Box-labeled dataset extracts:
● ● ●

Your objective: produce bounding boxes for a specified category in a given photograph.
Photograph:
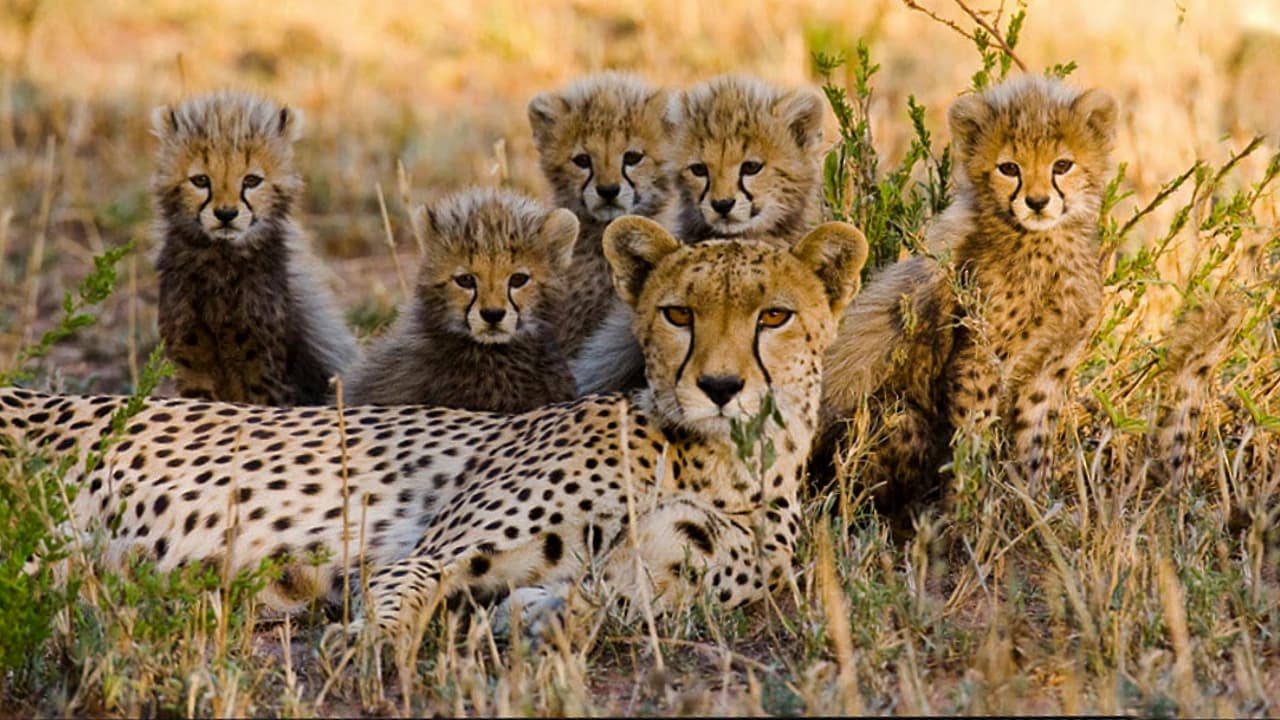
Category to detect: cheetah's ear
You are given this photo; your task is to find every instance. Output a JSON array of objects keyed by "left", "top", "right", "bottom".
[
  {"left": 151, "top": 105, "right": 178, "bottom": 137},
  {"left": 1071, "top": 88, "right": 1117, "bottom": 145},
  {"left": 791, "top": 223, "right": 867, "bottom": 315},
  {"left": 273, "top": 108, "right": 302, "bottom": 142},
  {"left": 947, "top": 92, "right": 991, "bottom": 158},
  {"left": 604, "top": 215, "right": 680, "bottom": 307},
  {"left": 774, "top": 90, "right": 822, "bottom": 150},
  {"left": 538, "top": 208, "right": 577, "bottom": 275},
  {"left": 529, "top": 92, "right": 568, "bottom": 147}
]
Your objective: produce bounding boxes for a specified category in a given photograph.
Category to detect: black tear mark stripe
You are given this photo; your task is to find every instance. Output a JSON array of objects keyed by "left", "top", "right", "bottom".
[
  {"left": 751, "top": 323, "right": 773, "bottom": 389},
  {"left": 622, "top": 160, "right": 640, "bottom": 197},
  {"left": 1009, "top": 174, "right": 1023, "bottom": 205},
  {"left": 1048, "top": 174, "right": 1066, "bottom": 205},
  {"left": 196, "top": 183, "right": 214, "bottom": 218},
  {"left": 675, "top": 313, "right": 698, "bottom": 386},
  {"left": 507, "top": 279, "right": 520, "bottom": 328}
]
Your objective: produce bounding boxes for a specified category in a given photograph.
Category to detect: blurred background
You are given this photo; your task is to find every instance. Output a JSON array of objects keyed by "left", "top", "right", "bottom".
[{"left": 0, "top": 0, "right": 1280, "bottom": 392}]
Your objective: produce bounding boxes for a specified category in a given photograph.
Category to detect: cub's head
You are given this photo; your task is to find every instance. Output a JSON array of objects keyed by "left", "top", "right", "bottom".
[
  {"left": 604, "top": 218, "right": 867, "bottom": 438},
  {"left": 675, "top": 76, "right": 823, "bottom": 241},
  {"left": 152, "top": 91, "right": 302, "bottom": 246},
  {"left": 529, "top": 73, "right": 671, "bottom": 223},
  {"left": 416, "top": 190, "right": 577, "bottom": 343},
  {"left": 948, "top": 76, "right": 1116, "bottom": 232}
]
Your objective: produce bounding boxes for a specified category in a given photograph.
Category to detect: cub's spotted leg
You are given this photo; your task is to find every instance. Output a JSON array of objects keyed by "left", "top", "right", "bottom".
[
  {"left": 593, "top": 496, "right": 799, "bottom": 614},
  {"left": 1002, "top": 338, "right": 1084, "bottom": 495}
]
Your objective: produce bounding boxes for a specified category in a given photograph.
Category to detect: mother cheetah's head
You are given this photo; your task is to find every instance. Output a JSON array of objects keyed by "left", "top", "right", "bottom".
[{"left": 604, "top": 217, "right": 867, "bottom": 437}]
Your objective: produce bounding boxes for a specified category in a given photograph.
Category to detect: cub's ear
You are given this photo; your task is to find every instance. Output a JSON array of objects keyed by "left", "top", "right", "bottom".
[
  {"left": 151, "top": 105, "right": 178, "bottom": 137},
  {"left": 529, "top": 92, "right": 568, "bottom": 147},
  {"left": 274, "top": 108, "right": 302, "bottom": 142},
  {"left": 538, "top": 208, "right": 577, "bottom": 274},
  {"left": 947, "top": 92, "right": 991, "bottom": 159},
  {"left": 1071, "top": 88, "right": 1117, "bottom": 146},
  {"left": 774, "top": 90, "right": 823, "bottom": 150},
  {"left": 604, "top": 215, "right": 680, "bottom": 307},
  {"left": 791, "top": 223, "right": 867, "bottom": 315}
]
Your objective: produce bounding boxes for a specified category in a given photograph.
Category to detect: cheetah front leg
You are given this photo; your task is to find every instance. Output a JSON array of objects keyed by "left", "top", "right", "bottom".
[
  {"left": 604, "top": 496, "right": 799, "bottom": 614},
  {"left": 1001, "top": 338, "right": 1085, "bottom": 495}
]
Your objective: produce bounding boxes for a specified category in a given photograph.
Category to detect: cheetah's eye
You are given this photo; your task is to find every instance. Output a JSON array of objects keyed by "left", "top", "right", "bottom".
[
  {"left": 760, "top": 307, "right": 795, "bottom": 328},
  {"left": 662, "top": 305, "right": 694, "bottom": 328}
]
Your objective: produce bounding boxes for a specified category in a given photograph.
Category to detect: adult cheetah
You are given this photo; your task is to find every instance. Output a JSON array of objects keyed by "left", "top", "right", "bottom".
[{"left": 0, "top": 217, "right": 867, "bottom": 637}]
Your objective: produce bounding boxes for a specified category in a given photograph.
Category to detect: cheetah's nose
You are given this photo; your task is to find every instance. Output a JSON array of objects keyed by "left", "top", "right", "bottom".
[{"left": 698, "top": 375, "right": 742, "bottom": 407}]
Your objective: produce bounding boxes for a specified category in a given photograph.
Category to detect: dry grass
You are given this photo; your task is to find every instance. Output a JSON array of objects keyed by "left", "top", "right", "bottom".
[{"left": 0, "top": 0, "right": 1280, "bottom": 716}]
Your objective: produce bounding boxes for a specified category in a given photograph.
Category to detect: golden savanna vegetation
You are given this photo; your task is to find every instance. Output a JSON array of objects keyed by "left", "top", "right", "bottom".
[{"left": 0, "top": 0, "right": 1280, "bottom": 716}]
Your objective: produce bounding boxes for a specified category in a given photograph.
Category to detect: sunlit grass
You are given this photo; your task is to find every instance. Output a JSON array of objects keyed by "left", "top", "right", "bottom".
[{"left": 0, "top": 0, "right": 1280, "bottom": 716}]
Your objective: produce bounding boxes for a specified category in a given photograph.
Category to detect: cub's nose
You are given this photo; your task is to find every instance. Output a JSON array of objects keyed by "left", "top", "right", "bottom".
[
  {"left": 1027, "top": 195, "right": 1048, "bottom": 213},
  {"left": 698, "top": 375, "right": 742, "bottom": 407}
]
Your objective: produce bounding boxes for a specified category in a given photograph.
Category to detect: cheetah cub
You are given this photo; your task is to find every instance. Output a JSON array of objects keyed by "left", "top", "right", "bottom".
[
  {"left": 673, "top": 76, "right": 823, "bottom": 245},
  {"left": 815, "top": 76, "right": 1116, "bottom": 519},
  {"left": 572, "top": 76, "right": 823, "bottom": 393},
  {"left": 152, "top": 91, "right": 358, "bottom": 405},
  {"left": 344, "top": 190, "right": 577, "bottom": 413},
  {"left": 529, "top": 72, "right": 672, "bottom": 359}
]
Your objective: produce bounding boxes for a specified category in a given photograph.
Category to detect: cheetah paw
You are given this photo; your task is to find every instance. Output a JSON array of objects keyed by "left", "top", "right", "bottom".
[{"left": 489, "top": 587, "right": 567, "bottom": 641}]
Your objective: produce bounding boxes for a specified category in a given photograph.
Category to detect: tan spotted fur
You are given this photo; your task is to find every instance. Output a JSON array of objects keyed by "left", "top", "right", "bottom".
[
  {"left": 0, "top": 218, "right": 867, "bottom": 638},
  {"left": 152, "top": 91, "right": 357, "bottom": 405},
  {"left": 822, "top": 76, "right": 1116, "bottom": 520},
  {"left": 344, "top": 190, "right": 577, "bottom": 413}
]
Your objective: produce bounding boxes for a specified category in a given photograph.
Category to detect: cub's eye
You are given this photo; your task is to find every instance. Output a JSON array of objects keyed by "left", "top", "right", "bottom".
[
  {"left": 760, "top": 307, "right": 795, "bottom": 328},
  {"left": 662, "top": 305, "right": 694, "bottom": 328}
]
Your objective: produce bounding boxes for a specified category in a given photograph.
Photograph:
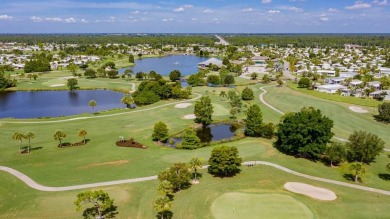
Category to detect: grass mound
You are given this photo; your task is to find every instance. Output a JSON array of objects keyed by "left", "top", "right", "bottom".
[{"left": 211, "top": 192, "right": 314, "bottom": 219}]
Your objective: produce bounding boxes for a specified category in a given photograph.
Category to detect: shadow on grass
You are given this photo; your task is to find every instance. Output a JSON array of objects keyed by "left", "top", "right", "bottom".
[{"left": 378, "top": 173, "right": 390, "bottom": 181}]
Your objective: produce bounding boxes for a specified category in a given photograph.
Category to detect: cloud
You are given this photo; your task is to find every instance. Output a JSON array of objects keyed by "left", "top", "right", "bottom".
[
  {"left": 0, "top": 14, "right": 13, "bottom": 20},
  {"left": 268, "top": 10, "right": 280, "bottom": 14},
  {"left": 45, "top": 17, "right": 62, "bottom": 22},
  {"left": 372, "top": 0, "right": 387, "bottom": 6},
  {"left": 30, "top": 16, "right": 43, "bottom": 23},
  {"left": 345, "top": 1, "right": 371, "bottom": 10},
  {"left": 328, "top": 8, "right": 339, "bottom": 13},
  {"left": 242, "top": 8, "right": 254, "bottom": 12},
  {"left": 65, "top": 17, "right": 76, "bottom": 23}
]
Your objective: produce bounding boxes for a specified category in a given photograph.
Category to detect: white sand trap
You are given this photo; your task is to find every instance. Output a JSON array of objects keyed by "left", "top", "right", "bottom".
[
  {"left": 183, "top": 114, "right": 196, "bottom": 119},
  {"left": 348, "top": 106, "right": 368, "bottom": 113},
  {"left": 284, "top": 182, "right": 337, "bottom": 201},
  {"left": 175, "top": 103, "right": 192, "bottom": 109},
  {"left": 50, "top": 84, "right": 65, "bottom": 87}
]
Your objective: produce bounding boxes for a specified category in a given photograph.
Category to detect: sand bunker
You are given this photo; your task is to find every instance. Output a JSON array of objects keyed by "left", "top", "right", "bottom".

● ● ●

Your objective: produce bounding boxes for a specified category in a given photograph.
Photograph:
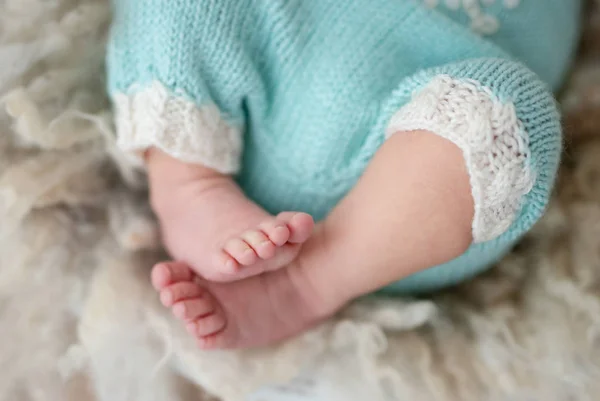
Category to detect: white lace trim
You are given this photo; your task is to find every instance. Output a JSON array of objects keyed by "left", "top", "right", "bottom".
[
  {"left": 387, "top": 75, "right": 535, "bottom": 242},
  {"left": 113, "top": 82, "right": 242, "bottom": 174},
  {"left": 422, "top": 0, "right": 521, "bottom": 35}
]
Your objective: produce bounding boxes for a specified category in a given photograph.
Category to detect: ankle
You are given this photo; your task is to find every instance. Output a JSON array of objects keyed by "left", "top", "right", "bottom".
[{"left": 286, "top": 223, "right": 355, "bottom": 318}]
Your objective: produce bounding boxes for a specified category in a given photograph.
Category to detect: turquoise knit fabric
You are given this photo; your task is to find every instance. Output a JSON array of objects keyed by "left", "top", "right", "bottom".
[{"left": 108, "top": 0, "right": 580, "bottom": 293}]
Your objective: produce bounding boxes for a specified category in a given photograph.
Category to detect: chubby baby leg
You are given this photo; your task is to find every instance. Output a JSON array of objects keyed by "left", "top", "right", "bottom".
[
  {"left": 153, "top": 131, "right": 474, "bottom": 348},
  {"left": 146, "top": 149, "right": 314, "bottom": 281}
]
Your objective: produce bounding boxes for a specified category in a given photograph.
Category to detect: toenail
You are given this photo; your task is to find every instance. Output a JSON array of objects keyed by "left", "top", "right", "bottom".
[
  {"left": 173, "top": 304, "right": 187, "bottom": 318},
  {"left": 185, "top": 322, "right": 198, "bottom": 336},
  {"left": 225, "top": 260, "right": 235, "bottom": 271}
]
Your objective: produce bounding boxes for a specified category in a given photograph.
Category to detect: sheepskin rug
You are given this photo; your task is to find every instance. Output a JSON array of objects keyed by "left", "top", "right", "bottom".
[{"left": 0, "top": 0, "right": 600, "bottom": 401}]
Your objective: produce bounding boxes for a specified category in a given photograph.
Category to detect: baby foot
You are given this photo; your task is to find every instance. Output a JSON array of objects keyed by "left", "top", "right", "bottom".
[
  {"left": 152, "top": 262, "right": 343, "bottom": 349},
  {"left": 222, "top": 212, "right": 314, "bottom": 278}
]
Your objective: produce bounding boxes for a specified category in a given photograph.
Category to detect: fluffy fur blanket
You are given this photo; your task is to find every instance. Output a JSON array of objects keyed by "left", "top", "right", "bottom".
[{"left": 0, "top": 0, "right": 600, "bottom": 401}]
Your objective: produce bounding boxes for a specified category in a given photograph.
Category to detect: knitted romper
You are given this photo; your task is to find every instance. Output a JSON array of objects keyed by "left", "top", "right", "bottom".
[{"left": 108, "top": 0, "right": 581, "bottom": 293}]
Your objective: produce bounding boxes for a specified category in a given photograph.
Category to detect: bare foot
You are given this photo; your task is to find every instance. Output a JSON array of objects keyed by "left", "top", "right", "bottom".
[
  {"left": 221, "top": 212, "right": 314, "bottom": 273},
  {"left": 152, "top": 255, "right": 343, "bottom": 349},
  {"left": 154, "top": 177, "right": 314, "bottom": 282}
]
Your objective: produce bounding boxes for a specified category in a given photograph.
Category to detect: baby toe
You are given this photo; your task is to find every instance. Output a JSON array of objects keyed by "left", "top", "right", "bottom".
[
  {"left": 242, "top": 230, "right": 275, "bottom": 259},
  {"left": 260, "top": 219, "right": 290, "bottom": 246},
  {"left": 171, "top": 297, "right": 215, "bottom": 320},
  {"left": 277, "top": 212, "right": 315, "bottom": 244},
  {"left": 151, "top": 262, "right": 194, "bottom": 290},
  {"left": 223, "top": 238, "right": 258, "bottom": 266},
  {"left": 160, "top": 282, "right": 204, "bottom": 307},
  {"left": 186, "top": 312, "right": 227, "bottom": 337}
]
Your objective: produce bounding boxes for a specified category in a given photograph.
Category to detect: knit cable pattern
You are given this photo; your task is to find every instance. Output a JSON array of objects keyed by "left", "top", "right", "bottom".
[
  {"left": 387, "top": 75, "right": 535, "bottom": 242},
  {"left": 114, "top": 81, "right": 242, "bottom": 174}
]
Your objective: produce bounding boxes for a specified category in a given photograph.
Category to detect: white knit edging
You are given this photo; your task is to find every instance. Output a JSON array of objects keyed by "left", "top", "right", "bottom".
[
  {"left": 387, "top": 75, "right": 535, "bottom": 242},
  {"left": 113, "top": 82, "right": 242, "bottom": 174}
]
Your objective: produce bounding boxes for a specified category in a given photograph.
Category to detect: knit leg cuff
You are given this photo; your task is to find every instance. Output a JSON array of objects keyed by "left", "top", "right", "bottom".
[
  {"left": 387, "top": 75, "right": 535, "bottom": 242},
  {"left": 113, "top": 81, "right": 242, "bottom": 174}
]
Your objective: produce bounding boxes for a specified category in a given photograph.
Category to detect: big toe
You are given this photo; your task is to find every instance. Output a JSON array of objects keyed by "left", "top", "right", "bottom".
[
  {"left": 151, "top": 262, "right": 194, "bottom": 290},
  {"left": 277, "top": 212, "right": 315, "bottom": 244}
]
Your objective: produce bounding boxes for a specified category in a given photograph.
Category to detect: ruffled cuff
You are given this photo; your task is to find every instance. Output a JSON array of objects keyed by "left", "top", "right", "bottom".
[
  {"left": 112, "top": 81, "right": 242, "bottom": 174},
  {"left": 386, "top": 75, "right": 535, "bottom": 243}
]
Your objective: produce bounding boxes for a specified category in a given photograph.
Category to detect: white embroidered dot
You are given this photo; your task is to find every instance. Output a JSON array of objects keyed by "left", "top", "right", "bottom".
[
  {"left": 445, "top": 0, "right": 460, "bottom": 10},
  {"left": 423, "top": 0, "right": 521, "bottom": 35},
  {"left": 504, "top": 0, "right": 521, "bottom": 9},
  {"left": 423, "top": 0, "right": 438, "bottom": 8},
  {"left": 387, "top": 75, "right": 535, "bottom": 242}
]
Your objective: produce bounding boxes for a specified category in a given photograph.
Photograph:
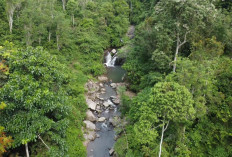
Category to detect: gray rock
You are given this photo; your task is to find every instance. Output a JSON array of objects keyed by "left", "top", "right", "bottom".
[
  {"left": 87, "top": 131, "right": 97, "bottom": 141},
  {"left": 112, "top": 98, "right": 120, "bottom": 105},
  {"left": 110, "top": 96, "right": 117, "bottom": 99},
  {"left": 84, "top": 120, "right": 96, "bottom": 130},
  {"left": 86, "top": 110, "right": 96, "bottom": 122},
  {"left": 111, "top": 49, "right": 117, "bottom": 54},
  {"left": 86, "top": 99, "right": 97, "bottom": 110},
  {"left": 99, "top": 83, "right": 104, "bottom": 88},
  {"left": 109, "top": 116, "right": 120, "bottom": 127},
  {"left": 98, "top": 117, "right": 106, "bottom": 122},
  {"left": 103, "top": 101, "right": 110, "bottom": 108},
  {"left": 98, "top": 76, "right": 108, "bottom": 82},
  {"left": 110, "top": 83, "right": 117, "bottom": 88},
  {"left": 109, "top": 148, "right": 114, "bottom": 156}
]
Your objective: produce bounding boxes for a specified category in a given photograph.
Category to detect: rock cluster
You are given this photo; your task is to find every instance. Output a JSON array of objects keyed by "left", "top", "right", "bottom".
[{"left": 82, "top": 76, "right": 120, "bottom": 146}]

● ● ●

*TASK*. Gather every line in the items above that contains the string "white", and copy each line in full.

*RESULT*.
Category to detect: white sand trap
Category to detect: white lace trim
Category to detect: white knit edging
Category to detect: white embroidered dot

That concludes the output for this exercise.